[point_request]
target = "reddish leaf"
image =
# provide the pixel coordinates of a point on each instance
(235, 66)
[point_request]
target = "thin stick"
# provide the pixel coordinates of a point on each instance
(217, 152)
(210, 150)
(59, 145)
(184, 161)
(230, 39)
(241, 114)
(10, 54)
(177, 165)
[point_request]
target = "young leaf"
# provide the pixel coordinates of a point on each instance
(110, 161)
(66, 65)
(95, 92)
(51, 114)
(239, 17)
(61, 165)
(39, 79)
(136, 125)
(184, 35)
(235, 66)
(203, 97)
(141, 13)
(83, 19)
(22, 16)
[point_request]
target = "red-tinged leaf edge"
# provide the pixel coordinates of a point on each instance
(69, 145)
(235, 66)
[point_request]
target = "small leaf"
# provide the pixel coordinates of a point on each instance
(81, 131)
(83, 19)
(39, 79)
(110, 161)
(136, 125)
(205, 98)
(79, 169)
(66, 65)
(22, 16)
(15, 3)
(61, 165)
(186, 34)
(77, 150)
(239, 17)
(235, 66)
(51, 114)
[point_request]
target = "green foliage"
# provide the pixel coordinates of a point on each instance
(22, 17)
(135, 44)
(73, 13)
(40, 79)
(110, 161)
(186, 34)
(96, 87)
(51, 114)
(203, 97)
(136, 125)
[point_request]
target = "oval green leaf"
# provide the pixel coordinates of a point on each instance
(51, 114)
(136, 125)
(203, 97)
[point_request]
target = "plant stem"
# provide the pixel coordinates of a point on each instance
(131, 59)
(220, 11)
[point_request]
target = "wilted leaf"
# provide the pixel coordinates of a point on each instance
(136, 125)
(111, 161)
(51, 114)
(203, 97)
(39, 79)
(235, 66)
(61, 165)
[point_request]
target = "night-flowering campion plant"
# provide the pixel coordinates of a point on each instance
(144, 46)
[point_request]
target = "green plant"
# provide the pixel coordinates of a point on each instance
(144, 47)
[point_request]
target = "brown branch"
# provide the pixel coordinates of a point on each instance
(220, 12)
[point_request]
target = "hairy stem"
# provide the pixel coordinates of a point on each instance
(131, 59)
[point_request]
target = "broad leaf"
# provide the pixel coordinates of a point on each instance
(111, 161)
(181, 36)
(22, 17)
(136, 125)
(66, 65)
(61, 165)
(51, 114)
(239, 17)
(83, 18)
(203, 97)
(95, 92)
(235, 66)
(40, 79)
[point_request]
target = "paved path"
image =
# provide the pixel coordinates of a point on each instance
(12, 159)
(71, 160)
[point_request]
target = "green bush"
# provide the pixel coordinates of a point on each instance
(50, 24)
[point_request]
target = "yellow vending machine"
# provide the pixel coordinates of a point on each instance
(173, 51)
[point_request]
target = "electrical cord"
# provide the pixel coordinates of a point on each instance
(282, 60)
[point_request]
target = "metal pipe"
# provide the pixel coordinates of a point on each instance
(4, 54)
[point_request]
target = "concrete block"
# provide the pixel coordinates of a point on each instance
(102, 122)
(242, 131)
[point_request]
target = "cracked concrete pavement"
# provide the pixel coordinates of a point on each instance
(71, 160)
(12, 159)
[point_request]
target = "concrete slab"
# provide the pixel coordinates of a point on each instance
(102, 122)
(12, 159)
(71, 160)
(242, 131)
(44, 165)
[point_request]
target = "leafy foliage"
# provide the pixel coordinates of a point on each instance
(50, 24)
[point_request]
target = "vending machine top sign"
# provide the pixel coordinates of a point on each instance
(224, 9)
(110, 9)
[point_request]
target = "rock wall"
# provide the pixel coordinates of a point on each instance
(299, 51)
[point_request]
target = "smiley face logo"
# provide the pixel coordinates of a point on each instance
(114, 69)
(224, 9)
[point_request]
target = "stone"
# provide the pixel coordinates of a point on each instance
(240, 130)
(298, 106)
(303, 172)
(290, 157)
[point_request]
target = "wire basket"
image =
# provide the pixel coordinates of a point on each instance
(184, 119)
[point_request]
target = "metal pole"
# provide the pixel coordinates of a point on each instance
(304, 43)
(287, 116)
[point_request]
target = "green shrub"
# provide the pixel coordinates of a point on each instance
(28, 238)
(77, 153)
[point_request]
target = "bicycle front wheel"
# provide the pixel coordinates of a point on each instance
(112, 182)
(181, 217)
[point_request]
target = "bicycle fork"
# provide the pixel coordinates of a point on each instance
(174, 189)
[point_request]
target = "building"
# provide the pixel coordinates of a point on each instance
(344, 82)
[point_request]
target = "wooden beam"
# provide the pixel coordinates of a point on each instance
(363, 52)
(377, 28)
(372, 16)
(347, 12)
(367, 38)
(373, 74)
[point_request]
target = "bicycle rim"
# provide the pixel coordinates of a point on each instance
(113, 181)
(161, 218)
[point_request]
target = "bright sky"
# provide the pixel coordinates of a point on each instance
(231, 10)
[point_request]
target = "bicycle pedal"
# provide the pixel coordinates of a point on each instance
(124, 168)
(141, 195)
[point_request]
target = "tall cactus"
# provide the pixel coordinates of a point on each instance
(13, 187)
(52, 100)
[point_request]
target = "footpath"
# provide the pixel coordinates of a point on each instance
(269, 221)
= = =
THE PROBLEM: Could you write out all the entries word for word?

PROBLEM SOLUTION:
[point_request]
target = "reddish leaf"
image =
# provide the pixel coordinates of a point on each instance
(235, 66)
[point_request]
target = "thin stick"
# provide the pixel coordinates of a point on each instance
(217, 152)
(210, 150)
(59, 145)
(184, 161)
(230, 39)
(241, 114)
(10, 54)
(177, 165)
[point_request]
target = "young leaf"
# provide the pixel coordinates of a point on each instance
(110, 161)
(66, 65)
(95, 92)
(51, 114)
(239, 17)
(61, 165)
(39, 79)
(136, 125)
(184, 35)
(235, 66)
(203, 97)
(141, 13)
(83, 19)
(22, 16)
[point_request]
target = "red-tinged leaf edge"
# provide the pixel coordinates of a point on each instance
(69, 145)
(235, 66)
[point_request]
target = "small leaf"
# provide the pixel coordinates of a point on each instance
(81, 131)
(83, 19)
(39, 79)
(110, 161)
(136, 125)
(205, 98)
(79, 169)
(66, 65)
(22, 16)
(15, 3)
(61, 165)
(186, 34)
(77, 150)
(239, 17)
(235, 66)
(51, 114)
[point_request]
target = "green foliage"
# provide the pixel coordinates of a point on each instance
(22, 17)
(135, 44)
(73, 13)
(40, 79)
(110, 161)
(186, 34)
(96, 87)
(51, 114)
(203, 97)
(136, 125)
[point_request]
target = "oval green leaf"
# provide the pixel coordinates of a point on each instance
(51, 114)
(136, 125)
(203, 97)
[point_request]
target = "plant stem"
# provide the pixel coordinates of a point on each instance
(131, 59)
(220, 11)
[point_request]
target = "wilted leaf"
# provide the pixel coordinates of a point on each instance
(136, 125)
(111, 161)
(51, 114)
(203, 97)
(39, 79)
(235, 66)
(61, 165)
[point_request]
target = "night-flowering campion plant"
# provide the pixel coordinates of a point on each instance
(144, 46)
[point_request]
target = "green plant"
# provide the pixel coordinates of a point on each instance
(144, 47)
[point_request]
target = "brown branch"
# provide the pixel coordinates of a point on each instance
(220, 12)
[point_request]
target = "hairy stem"
# provide the pixel coordinates of a point on each instance
(131, 59)
[point_request]
target = "broad leaf"
# provide the pixel coordinates of a point on each instance
(111, 161)
(181, 36)
(22, 17)
(136, 125)
(66, 65)
(61, 165)
(51, 114)
(239, 17)
(83, 18)
(203, 97)
(95, 92)
(235, 66)
(40, 79)
[point_request]
target = "paved path"
image =
# provide the pixel coordinates of a point on each instance
(12, 159)
(71, 160)
[point_request]
target = "green bush"
# provide the pixel coordinates of a point on each instance
(50, 24)
[point_request]
target = "yellow vending machine"
# provide the pixel coordinates of a point on each instance
(173, 51)
[point_request]
target = "electrical cord"
# provide the pixel coordinates of a point on each instance
(282, 60)
[point_request]
target = "metal pipe"
# provide the pixel coordinates of a point on each instance
(4, 54)
[point_request]
target = "concrete block"
# provide the pixel coordinates of a point on each instance
(102, 122)
(242, 131)
[point_request]
target = "cracked concrete pavement"
# provide the pixel coordinates of a point on each instance
(71, 160)
(12, 159)
[point_request]
target = "concrete slab"
# provide the pixel coordinates of a point on each instance
(102, 122)
(12, 159)
(71, 160)
(242, 131)
(44, 165)
[point_request]
target = "leafy foliage"
# provide the pixel coordinates of a point on each instance
(50, 24)
[point_request]
target = "vending machine top sign"
# provide the pixel coordinates of a point on each instance
(224, 9)
(110, 9)
[point_request]
target = "rock wall"
# provide the pixel coordinates of a point on each instance
(299, 51)
[point_request]
target = "smiley face logo"
# provide the pixel coordinates of a point on each instance
(114, 69)
(224, 9)
[point_request]
target = "stone"
# provide the pixel coordinates of a point on each instance
(240, 130)
(298, 106)
(303, 172)
(290, 157)
[point_request]
target = "wire basket"
image =
# provide the pixel coordinates of a point on each instance
(184, 119)
[point_request]
target = "metal pole"
# provide the pixel coordinates of a point on each instance
(304, 43)
(287, 116)
[point_request]
target = "green shrub"
# provide the pixel coordinates of a point on each instance
(28, 238)
(77, 153)
[point_request]
target = "bicycle front wheel"
# provide the pixel coordinates of a point on each instance
(112, 182)
(181, 217)
[point_request]
target = "bicycle fork"
# provide the pixel coordinates of a point on each instance
(174, 189)
[point_request]
target = "building"
# provide the pixel coordinates of a point on each instance
(344, 82)
[point_request]
target = "wooden beam"
# provide the pixel coordinates of a point on each instance
(363, 52)
(377, 28)
(372, 16)
(347, 12)
(367, 38)
(373, 74)
[point_request]
target = "bicycle rim"
# provide the pixel coordinates of a point on each instance
(113, 181)
(161, 218)
[point_request]
target = "bright sky"
# provide the pixel coordinates of a point on each instance
(231, 10)
[point_request]
target = "bicycle pedal"
# provide the pixel coordinates of a point on each instance
(124, 168)
(141, 195)
[point_request]
target = "tall cactus"
# provide the pixel coordinates of a point on each instance
(13, 187)
(52, 100)
[point_request]
target = "footpath"
# provide the pixel coordinates of a point on each instance
(269, 221)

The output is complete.